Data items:
---

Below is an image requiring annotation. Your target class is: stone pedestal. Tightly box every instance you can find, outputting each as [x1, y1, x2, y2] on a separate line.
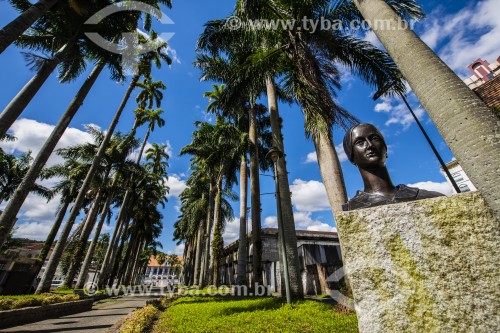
[335, 192, 500, 333]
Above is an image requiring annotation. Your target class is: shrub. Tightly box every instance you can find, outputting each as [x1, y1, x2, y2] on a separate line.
[0, 293, 79, 311]
[120, 305, 159, 333]
[0, 299, 14, 311]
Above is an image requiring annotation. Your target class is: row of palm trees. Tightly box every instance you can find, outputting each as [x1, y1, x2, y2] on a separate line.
[175, 0, 500, 300]
[0, 0, 172, 248]
[1, 0, 498, 299]
[0, 1, 175, 291]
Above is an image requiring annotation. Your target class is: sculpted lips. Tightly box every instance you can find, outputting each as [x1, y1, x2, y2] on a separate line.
[366, 149, 379, 157]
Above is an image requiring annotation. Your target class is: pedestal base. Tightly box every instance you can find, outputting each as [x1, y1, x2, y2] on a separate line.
[335, 192, 500, 333]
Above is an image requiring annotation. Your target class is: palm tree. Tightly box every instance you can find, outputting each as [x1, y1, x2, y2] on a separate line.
[0, 151, 49, 203]
[180, 119, 244, 286]
[42, 36, 170, 285]
[197, 20, 304, 298]
[0, 0, 59, 55]
[195, 54, 278, 287]
[115, 149, 168, 286]
[0, 0, 137, 137]
[136, 76, 167, 109]
[34, 128, 133, 293]
[62, 132, 135, 287]
[36, 149, 95, 266]
[0, 61, 106, 251]
[98, 108, 166, 286]
[350, 0, 500, 219]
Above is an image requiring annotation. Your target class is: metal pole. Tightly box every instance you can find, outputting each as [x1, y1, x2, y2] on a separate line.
[400, 94, 461, 193]
[273, 159, 292, 304]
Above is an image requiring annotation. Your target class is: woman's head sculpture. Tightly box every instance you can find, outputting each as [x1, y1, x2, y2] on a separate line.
[342, 123, 443, 211]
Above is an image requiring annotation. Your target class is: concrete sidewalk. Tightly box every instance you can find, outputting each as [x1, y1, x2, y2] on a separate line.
[0, 295, 159, 333]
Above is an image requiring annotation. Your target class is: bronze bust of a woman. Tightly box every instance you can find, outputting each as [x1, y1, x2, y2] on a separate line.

---

▶ What the task asks
Copy out all the data above exactly as written. Skip the pictures.

▶ Task answer
Below is an image requiring annotation. Your target class is: stone pedestal. Tightly box every instance you can find, outputting each as [x1, y1, x2, y2] on a separate line.
[335, 192, 500, 333]
Above is an image requiring annotation. Your target class is: shrub. Tightly box every instance you can find, outputting each as [x1, y1, x2, y2] on a separate line.
[0, 293, 79, 311]
[120, 305, 159, 333]
[0, 299, 14, 311]
Above is an image requiring annotation. Your target class is: row of palm trees. Tightly box every instance you can find, outputting each as [x1, y1, x2, y2] on a separate line.
[175, 0, 500, 300]
[0, 0, 172, 248]
[1, 0, 498, 299]
[0, 1, 175, 291]
Above is an image requiring annotation. Your target class is: sculpted lips. Tightly box every instance you can find, outputting each as [x1, y1, x2, y2] on a separate line.
[366, 149, 379, 157]
Above is an image requiring annotation. Your target class is: pedestal base. Tightly box every instance you can find, outputting each as [x1, y1, x2, y2] on a separate line.
[335, 192, 500, 333]
Above is an image requiring annotation. Your target class is: palm tree. Tightly box every instance you can find, outputting each as [x1, y1, x2, y2] on a separate line.
[0, 151, 49, 203]
[180, 119, 244, 286]
[42, 36, 170, 285]
[197, 20, 304, 298]
[0, 0, 59, 55]
[195, 54, 278, 287]
[115, 149, 168, 286]
[0, 0, 137, 137]
[136, 76, 167, 109]
[34, 128, 133, 293]
[62, 132, 135, 287]
[36, 149, 95, 266]
[0, 61, 106, 251]
[98, 108, 166, 286]
[350, 0, 500, 219]
Above is an image requiring annotation. Your target class is: metal pole. Tightly box every instance you can find, outputting each as [x1, y1, x2, y2] on a separate line.
[400, 94, 461, 193]
[273, 159, 292, 304]
Above is an image requiring annotation. Your target class is: woman's head sculpture. Tightly box every instance you can find, outputting each as [x1, y1, x2, y2] on a separate line.
[342, 123, 443, 211]
Above is an image requiring annotation. Your target class is: concrete sidewalk. Tightly box every instance you can find, outputting each as [x1, y1, x2, y2] on a separate line.
[0, 295, 159, 333]
Above is an image requiring annotation. Your target class is: bronze bust of a woman. Tightly box every instance you can find, outputting each as [x1, y1, x2, y2] on a separate line.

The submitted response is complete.